**Short exercise:**
Print the data exactly, leaving nothing out.

**Material for this exercise:**
--

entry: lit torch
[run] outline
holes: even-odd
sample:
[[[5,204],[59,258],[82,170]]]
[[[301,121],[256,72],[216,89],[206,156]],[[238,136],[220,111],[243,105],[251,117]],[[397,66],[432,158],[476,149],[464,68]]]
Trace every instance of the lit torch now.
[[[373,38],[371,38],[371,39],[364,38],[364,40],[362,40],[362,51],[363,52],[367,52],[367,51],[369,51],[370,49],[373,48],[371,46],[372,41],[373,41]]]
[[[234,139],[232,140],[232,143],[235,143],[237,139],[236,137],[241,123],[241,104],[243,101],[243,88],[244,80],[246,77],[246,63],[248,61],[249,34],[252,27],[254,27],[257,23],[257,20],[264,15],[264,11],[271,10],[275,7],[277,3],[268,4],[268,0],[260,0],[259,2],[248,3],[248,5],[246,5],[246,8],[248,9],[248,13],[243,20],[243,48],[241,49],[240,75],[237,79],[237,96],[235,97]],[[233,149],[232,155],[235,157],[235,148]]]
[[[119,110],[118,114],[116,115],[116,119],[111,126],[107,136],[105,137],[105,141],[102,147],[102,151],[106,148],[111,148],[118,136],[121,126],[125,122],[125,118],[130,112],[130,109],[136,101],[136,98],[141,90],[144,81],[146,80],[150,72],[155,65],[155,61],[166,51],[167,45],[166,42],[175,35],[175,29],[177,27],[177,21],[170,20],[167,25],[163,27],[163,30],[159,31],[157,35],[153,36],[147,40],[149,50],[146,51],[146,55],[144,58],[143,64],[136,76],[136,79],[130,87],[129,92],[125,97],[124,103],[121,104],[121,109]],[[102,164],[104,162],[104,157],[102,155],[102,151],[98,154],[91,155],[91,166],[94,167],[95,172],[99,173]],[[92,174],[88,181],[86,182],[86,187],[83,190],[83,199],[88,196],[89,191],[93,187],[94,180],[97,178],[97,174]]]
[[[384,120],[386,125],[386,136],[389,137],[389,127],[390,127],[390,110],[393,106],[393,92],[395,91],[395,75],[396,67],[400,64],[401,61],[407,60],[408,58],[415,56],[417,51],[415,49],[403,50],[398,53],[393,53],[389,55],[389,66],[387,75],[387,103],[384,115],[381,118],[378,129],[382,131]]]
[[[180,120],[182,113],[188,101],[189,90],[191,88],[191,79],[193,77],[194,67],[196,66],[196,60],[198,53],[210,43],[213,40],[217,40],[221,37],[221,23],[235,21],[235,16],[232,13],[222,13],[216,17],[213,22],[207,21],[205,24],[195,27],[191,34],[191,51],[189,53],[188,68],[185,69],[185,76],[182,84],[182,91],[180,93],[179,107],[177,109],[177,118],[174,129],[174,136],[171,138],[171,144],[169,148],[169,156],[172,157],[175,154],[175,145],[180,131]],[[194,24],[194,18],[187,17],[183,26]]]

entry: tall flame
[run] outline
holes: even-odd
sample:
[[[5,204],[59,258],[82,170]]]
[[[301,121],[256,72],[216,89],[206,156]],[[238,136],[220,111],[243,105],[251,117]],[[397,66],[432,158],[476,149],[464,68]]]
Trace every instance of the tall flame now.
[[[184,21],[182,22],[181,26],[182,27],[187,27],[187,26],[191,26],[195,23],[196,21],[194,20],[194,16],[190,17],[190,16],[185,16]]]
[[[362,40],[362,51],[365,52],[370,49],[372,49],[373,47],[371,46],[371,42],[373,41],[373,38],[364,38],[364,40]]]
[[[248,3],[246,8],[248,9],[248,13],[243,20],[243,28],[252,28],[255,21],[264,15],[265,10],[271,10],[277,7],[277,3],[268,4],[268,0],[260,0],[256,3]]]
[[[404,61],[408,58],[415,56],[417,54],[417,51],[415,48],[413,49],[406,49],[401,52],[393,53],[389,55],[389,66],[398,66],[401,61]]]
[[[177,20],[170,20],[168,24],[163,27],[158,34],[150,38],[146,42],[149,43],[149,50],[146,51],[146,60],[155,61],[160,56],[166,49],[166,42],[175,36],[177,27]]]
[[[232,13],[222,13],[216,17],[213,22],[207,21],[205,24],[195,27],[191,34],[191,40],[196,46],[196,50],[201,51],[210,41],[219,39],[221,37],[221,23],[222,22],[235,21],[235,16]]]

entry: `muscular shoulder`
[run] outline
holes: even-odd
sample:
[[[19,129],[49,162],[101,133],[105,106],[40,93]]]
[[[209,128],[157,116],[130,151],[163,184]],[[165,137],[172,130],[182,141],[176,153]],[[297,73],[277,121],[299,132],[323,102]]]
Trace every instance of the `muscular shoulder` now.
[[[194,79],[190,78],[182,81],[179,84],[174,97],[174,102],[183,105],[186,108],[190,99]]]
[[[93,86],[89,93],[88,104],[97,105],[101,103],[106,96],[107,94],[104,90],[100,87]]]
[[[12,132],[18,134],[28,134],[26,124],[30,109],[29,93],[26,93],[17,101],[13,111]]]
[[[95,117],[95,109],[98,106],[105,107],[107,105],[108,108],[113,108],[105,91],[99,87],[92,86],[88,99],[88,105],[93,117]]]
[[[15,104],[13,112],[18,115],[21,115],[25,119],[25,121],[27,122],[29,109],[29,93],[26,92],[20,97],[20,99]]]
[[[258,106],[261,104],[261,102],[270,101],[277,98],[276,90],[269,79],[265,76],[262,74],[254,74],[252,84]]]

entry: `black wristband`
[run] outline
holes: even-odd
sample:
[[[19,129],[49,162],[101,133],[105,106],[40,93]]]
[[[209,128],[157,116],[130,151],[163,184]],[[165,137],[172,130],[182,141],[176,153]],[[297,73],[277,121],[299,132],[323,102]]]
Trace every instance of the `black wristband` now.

--

**Written reply:**
entry: lit torch
[run] outline
holes: even-odd
sample:
[[[5,204],[59,258],[82,170]]]
[[[301,121],[256,72],[216,89],[206,156]],[[238,136],[220,111],[243,105],[251,117]],[[397,66],[432,158],[476,149],[464,68]]]
Trace every instance of the lit torch now.
[[[373,38],[371,38],[371,39],[364,38],[364,40],[362,40],[362,51],[363,52],[367,52],[367,51],[369,51],[370,49],[373,48],[371,46],[372,41],[373,41]]]
[[[234,139],[232,140],[232,143],[235,143],[237,139],[236,137],[241,123],[241,104],[243,101],[243,88],[244,80],[246,77],[246,63],[248,61],[249,34],[252,27],[254,27],[257,23],[257,20],[264,15],[264,11],[271,10],[275,7],[277,3],[268,4],[268,0],[260,0],[259,2],[248,3],[248,5],[246,5],[246,8],[248,9],[248,13],[243,20],[243,48],[241,49],[240,75],[237,79],[237,96],[235,97]],[[233,149],[232,155],[235,157],[235,148]]]
[[[119,110],[118,114],[116,115],[116,119],[111,126],[107,136],[105,137],[105,141],[102,147],[102,151],[106,148],[111,148],[118,136],[121,126],[125,122],[125,118],[130,112],[130,109],[136,101],[136,98],[141,90],[144,81],[146,80],[150,72],[155,65],[155,61],[166,51],[167,45],[166,42],[175,35],[175,29],[177,27],[177,21],[170,20],[167,25],[163,27],[163,30],[159,31],[157,35],[153,36],[147,40],[149,50],[146,51],[146,55],[144,58],[143,64],[136,76],[136,79],[130,87],[129,92],[125,97],[124,103],[121,104],[121,109]],[[102,164],[104,162],[104,157],[102,155],[102,151],[98,154],[91,155],[91,166],[94,167],[95,172],[99,173]],[[92,174],[88,181],[86,182],[86,187],[83,190],[83,199],[88,196],[89,191],[93,187],[94,180],[97,178],[97,174]]]
[[[384,120],[386,125],[386,136],[389,137],[389,127],[390,127],[390,110],[393,106],[393,92],[395,91],[395,75],[396,67],[400,64],[401,61],[407,60],[408,58],[415,56],[417,51],[415,49],[403,50],[398,53],[393,53],[389,55],[389,66],[387,75],[387,103],[384,115],[381,118],[378,129],[382,131]]]
[[[180,120],[182,113],[188,101],[189,90],[191,88],[191,79],[193,77],[194,67],[196,66],[196,60],[198,53],[210,43],[213,40],[217,40],[221,37],[221,23],[235,21],[235,16],[232,13],[222,13],[216,17],[213,22],[207,21],[205,24],[195,27],[191,34],[191,51],[189,53],[188,68],[185,69],[185,76],[182,84],[182,91],[180,93],[179,107],[177,109],[177,118],[174,129],[174,136],[171,138],[171,144],[169,148],[169,156],[172,157],[175,154],[175,145],[180,131]],[[194,24],[194,18],[187,17],[183,26]]]

entry: tall flame
[run] outline
holes: even-odd
sample:
[[[5,204],[59,258],[82,170]]]
[[[301,121],[256,72],[216,89],[206,156]],[[238,136],[220,111],[243,105],[251,117]],[[397,66],[432,158],[476,149],[464,68]]]
Trace every instance of the tall flame now.
[[[184,21],[182,22],[181,26],[182,27],[187,27],[187,26],[191,26],[195,23],[196,21],[194,20],[194,16],[190,17],[190,16],[185,16]]]
[[[362,40],[362,51],[365,52],[370,49],[372,49],[373,47],[371,46],[371,42],[373,41],[373,38],[364,38],[364,40]]]
[[[248,3],[246,8],[248,9],[248,13],[243,20],[243,28],[252,28],[255,21],[264,15],[265,10],[271,10],[277,7],[277,3],[268,4],[268,0],[260,0],[256,3]]]
[[[404,61],[408,58],[415,56],[417,54],[417,51],[415,48],[413,49],[406,49],[401,52],[393,53],[389,55],[389,66],[398,66],[401,61]]]
[[[177,20],[170,20],[168,24],[163,27],[158,34],[150,38],[146,42],[149,43],[149,50],[146,51],[146,60],[155,61],[160,56],[166,49],[166,42],[175,36],[177,27]]]
[[[232,13],[222,13],[216,17],[213,22],[207,21],[205,24],[195,27],[191,34],[191,40],[196,46],[196,50],[201,51],[210,41],[219,39],[221,37],[221,23],[222,22],[235,21],[235,16]]]

entry: `muscular shoulder`
[run] outline
holes: even-odd
sample:
[[[19,129],[49,162],[101,133],[105,106],[40,93]]]
[[[209,128],[157,116],[130,151],[163,184]],[[165,137],[172,130],[182,141],[176,153]],[[297,73],[277,121],[299,132],[323,102]]]
Trace every instance of the `muscular shoulder` now.
[[[194,79],[190,78],[182,81],[179,84],[174,97],[174,102],[183,105],[186,108],[190,99]]]
[[[93,86],[89,93],[88,104],[97,105],[101,103],[106,96],[107,94],[104,90],[100,87]]]
[[[12,132],[18,134],[28,134],[26,124],[30,109],[29,93],[26,93],[17,101],[13,111]]]
[[[95,117],[95,109],[98,106],[105,107],[107,105],[108,108],[113,108],[105,91],[99,87],[92,86],[88,99],[88,105],[93,117]]]
[[[15,104],[13,112],[18,115],[21,115],[25,119],[25,121],[27,122],[29,109],[29,93],[26,92],[20,97],[20,99]]]
[[[258,106],[261,104],[261,102],[270,101],[277,98],[276,90],[269,79],[265,76],[262,74],[254,74],[252,84]]]

entry: `black wristband`
[run] outline
holes: even-odd
sample:
[[[19,129],[49,162],[101,133],[105,106],[40,93]]]
[[[209,128],[157,116],[130,151],[163,184]],[[165,137],[172,130],[182,141],[176,153]],[[297,73],[277,121],[299,132],[323,102]]]
Trace every instance of the `black wristband` now.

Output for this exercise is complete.